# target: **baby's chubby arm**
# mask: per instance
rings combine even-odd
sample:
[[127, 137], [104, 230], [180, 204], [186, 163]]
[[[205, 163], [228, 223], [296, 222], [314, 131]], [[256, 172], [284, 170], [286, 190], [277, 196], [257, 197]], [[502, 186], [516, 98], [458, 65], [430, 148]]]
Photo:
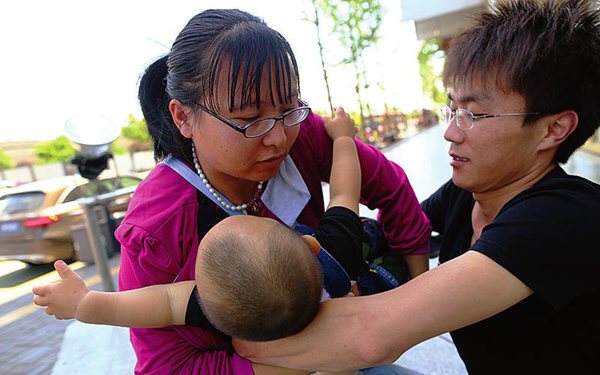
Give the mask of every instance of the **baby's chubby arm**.
[[333, 140], [333, 161], [329, 177], [329, 206], [341, 206], [358, 214], [360, 163], [354, 144], [356, 127], [343, 108], [335, 109], [333, 119], [323, 118], [327, 135]]
[[90, 291], [62, 260], [56, 261], [54, 268], [60, 281], [33, 287], [33, 302], [56, 319], [138, 328], [185, 324], [194, 281], [105, 293]]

• [THE PROBLEM]: Rewrite the records above with every "baby's chubby arm" changed to "infant's chubby arm", leaving everything else unchanged. Leave the pictures out of your output.

• [TASK RESPONSE]:
# target: **infant's chubby arm**
# mask: per instance
rings combine even-odd
sample:
[[127, 137], [104, 230], [180, 204], [186, 163]]
[[[205, 163], [228, 223], [296, 222], [314, 131]], [[256, 172], [284, 170], [286, 190], [277, 196], [257, 197]], [[502, 186], [516, 98], [458, 65], [430, 148]]]
Photo:
Give the mask of every instance of the **infant's chubby arm**.
[[333, 140], [333, 161], [329, 177], [329, 206], [341, 206], [358, 214], [360, 163], [354, 144], [356, 127], [343, 108], [335, 109], [333, 119], [323, 118], [327, 135]]
[[90, 291], [62, 260], [56, 261], [54, 268], [60, 281], [33, 287], [33, 302], [56, 319], [138, 328], [185, 324], [194, 281], [105, 293]]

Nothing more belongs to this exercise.